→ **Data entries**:
[Start of section]

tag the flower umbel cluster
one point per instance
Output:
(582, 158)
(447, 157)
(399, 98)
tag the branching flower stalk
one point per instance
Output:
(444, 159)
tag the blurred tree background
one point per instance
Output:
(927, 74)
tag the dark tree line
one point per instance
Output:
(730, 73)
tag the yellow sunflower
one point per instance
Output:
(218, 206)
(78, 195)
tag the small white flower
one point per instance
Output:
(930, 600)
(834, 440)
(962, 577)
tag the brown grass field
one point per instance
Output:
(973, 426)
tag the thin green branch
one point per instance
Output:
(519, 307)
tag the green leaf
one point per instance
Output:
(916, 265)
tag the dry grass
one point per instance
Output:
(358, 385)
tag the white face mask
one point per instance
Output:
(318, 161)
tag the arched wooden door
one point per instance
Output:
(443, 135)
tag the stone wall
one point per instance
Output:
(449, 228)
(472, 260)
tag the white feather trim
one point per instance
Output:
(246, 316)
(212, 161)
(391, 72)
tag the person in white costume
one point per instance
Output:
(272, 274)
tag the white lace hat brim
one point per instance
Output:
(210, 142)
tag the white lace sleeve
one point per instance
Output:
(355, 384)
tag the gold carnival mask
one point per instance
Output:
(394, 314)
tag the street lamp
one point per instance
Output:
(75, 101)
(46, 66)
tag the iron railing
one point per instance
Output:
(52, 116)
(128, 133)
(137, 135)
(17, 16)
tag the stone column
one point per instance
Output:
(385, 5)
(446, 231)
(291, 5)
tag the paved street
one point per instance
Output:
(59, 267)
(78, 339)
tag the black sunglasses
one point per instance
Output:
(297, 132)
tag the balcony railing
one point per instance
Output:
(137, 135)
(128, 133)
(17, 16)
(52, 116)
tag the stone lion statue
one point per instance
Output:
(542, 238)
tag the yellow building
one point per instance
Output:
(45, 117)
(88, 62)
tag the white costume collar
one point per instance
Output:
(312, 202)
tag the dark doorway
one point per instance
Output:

[End of section]

Copy each entry exactly, leaving every line as it is.

tag the flower umbel cluster
one point per instance
Output:
(582, 158)
(447, 157)
(399, 98)
tag the branching flower stalk
one point per instance
Output:
(444, 159)
tag the blurred tree background
one point per instance
Output:
(927, 74)
tag the dark tree line
one point per instance
Output:
(730, 73)
tag the yellow sunflower
one point per instance
Output:
(218, 206)
(78, 195)
tag the small white flower
one point per instance
Output:
(930, 600)
(834, 440)
(962, 577)
tag the brown grass field
one point per instance
Output:
(973, 426)
tag the thin green branch
one point per instance
Output:
(519, 307)
tag the green leaf
one point per instance
Output:
(916, 265)
tag the dry grass
one point per instance
Output:
(358, 385)
tag the white face mask
one point per instance
Output:
(318, 161)
tag the arched wooden door
one point per instance
Output:
(443, 135)
tag the stone wall
one point per instance
Output:
(449, 228)
(472, 260)
tag the white feather trim
one point per instance
Output:
(246, 316)
(212, 161)
(391, 72)
tag the person in white costume
one point per instance
Output:
(272, 274)
tag the white lace hat brim
one point per instance
Output:
(210, 142)
tag the white lace sleeve
one point per instance
Output:
(355, 384)
tag the gold carnival mask
one point per instance
Output:
(394, 314)
tag the street lamp
one point per instance
Output:
(75, 101)
(46, 66)
tag the iron railing
one point per instance
Output:
(52, 116)
(128, 133)
(137, 135)
(17, 16)
tag the stone column
one point per instance
Output:
(385, 5)
(446, 231)
(291, 5)
tag the paved street
one point per instance
Output:
(59, 267)
(78, 339)
tag the black sunglasses
one point per instance
Output:
(297, 132)
tag the balcony railing
one point per instance
Output:
(137, 135)
(128, 133)
(17, 16)
(52, 116)
tag the stone lion statue
one point per instance
Output:
(542, 238)
tag the yellow building
one point per instance
Output:
(45, 117)
(88, 62)
tag the white costume collar
one point per instance
Output:
(312, 202)
tag the dark doorway
one point per instance
Output:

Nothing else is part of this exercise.